**Supplied material**:
--- --- ---

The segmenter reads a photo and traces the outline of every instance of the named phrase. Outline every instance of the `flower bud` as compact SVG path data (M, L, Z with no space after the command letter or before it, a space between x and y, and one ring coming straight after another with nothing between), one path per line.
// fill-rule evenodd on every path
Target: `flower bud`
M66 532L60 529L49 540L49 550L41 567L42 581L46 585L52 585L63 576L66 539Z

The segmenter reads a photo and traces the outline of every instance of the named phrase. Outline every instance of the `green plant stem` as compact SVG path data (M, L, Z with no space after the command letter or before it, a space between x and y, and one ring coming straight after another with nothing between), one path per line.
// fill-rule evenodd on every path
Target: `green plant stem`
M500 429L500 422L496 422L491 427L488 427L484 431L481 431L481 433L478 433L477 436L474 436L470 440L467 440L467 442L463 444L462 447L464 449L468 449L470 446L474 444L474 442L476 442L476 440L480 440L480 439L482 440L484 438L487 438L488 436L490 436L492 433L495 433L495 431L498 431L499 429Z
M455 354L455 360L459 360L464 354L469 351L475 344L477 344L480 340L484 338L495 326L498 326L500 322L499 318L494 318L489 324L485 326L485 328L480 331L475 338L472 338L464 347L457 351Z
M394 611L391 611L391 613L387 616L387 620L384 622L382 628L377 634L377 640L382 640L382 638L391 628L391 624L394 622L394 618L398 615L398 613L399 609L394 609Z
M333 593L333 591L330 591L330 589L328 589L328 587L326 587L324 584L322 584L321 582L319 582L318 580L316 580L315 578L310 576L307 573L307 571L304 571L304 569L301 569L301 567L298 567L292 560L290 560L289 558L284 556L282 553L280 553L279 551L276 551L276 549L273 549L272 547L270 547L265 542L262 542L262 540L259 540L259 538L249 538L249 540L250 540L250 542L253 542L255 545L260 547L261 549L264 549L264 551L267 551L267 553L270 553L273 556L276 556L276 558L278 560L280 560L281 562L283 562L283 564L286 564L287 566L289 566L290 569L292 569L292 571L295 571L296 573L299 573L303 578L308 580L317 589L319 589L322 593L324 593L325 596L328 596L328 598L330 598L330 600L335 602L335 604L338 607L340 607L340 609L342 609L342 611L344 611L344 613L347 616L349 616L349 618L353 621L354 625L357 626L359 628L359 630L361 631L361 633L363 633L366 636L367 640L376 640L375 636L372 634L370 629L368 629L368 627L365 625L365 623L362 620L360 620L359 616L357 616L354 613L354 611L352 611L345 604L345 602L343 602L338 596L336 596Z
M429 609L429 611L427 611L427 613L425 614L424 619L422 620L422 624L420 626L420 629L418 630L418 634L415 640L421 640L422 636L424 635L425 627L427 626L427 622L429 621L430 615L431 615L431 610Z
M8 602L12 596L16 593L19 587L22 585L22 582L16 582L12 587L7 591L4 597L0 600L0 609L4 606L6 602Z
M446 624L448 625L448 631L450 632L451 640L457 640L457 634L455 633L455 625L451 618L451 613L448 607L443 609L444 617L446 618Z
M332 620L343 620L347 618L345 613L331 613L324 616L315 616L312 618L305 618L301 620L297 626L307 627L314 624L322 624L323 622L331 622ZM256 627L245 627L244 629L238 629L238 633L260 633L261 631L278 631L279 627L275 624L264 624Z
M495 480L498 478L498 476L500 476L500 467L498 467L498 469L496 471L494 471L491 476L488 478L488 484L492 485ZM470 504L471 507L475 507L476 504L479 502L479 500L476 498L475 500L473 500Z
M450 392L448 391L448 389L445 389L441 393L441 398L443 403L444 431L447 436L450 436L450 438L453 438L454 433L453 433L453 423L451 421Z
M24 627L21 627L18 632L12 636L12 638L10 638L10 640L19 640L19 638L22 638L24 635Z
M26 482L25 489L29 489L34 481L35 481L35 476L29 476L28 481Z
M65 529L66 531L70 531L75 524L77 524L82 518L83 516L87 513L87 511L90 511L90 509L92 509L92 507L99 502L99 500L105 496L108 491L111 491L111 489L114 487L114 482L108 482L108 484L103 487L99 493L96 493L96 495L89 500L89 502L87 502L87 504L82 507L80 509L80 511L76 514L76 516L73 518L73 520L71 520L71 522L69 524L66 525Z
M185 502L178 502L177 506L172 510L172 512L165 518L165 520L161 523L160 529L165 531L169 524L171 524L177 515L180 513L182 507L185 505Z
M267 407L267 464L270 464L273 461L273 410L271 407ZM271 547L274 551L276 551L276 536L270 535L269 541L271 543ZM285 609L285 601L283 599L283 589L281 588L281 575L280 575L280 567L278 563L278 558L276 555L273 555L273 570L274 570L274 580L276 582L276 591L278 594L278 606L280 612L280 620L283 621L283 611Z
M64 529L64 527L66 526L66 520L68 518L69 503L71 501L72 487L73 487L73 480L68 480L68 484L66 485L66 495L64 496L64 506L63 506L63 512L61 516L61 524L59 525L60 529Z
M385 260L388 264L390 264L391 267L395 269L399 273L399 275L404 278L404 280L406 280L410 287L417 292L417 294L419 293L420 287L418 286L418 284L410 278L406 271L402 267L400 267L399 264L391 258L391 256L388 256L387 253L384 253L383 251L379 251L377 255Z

--- --- ---

**Activity**:
All of the records go in your answer, copied exactly.

**Exercise solution**:
The segmenter reads a photo and traces the outline of every instance of the named phrase. Outline every instance of the `flower bud` as compact SVG path data (M, L, Z with no space after the command letter or before it, a space between x and y, and one ring coming straight after another with nothing between), one path per line.
// fill-rule evenodd on every path
Target: `flower bud`
M66 532L60 529L49 540L49 550L41 567L42 581L46 585L52 585L63 576L66 539Z

The segmenter reads a photo and traces the outline of every instance of the named phrase. Outline every instance of the `green plant stem` as compact SVG path data (M, L, Z with no space after the command letter or before it, a space between x and y, and one ring coming straight after another with nothing between), one path per line.
// fill-rule evenodd on every path
Target: `green plant stem`
M500 429L500 422L496 422L491 427L488 427L484 431L481 431L481 433L478 433L477 436L474 436L470 440L467 440L467 442L463 444L462 447L464 449L468 449L470 446L474 444L474 442L476 442L476 440L480 440L480 439L482 440L484 438L487 438L488 436L490 436L492 433L495 433L495 431L498 431L499 429Z
M455 354L455 360L459 360L464 354L469 351L475 344L477 344L480 340L484 338L495 326L498 326L500 322L499 318L494 318L489 324L485 326L485 328L480 331L475 338L472 338L464 347L457 351Z
M394 611L391 611L391 613L387 616L387 620L384 622L382 628L377 634L377 640L382 640L382 638L391 628L391 624L394 622L394 618L398 615L398 613L399 609L394 609Z
M333 593L333 591L330 591L330 589L328 589L328 587L326 587L324 584L322 584L321 582L319 582L318 580L316 580L315 578L310 576L307 573L307 571L304 571L304 569L301 569L301 567L298 567L292 560L290 560L289 558L284 556L282 553L280 553L279 551L276 551L276 549L273 549L272 547L270 547L265 542L262 542L262 540L259 540L259 538L249 538L249 540L250 540L250 542L253 542L255 545L260 547L261 549L264 549L264 551L267 551L267 553L270 553L273 556L276 556L276 558L278 560L280 560L281 562L283 562L283 564L286 564L287 566L289 566L290 569L292 569L292 571L295 571L296 573L299 573L303 578L308 580L317 589L319 589L322 593L324 593L325 596L328 596L328 598L330 598L330 600L335 602L335 604L338 607L340 607L340 609L342 609L342 611L344 611L344 613L347 616L349 616L349 618L353 621L354 625L357 626L359 628L359 630L361 631L361 633L363 633L366 636L367 640L376 640L375 636L372 634L370 629L368 629L368 627L365 625L365 623L362 620L360 620L359 616L357 616L354 613L354 611L352 611L345 604L345 602L343 602L338 596L336 596Z
M429 609L429 611L427 611L427 613L425 614L424 619L422 620L422 624L420 626L420 629L418 630L418 634L415 640L421 640L422 636L424 635L425 627L427 626L427 622L429 621L430 615L431 615L431 610Z
M8 602L12 596L16 593L19 587L22 585L22 582L16 582L12 587L7 591L4 597L0 600L0 609L4 606L6 602Z
M446 624L448 625L448 631L450 632L451 640L457 640L457 634L455 633L455 625L451 618L451 613L448 607L443 609L444 617L446 618Z
M332 620L343 620L347 618L345 613L331 613L324 616L315 616L312 618L305 618L301 620L297 626L307 627L314 624L322 624L323 622L331 622ZM256 627L245 627L244 629L238 629L238 633L260 633L261 631L278 631L279 627L275 624L264 624Z
M495 480L498 478L498 476L500 476L500 467L498 467L498 469L496 471L494 471L491 476L488 478L488 484L492 485ZM470 504L471 507L475 507L476 504L479 502L479 500L476 498L475 500L473 500Z
M450 392L448 391L448 389L445 389L441 393L441 398L443 403L444 431L447 436L450 436L450 438L453 438L454 433L453 433L453 423L451 421Z
M24 627L21 627L18 632L12 636L12 638L10 638L10 640L19 640L19 638L22 638L24 635Z
M26 482L25 489L29 489L34 481L35 481L35 476L29 476L28 481Z
M65 529L66 531L70 531L75 524L77 524L82 518L83 516L87 513L87 511L90 511L90 509L92 509L92 507L99 502L99 500L105 496L108 491L111 491L111 489L114 487L114 482L108 482L108 484L103 487L99 493L96 493L96 495L89 500L89 502L87 502L87 504L82 507L80 509L80 511L76 514L76 516L73 518L73 520L71 520L71 522L69 524L66 525Z
M185 502L178 502L177 506L172 510L172 512L165 518L165 520L161 523L160 529L165 531L169 524L171 524L177 515L180 513L182 507L185 505Z
M267 407L267 464L270 464L273 461L273 410L271 407ZM271 547L274 551L276 551L276 536L270 535L269 541L271 543ZM285 609L285 601L283 599L283 589L281 588L281 575L280 575L280 567L278 563L278 558L276 555L273 555L273 570L274 570L274 580L276 582L276 591L278 594L278 606L280 612L280 620L283 621L283 611Z
M64 529L64 527L66 526L66 520L68 518L69 503L71 501L72 487L73 487L73 480L68 480L68 484L66 485L66 495L64 496L64 506L63 506L63 512L61 516L61 524L59 525L60 529Z
M385 260L388 264L390 264L391 267L395 269L399 273L399 275L404 278L404 280L406 280L410 287L417 292L417 294L419 293L420 287L418 286L418 284L410 278L406 271L402 267L400 267L399 264L391 258L391 256L388 256L387 253L384 253L383 251L379 251L377 255Z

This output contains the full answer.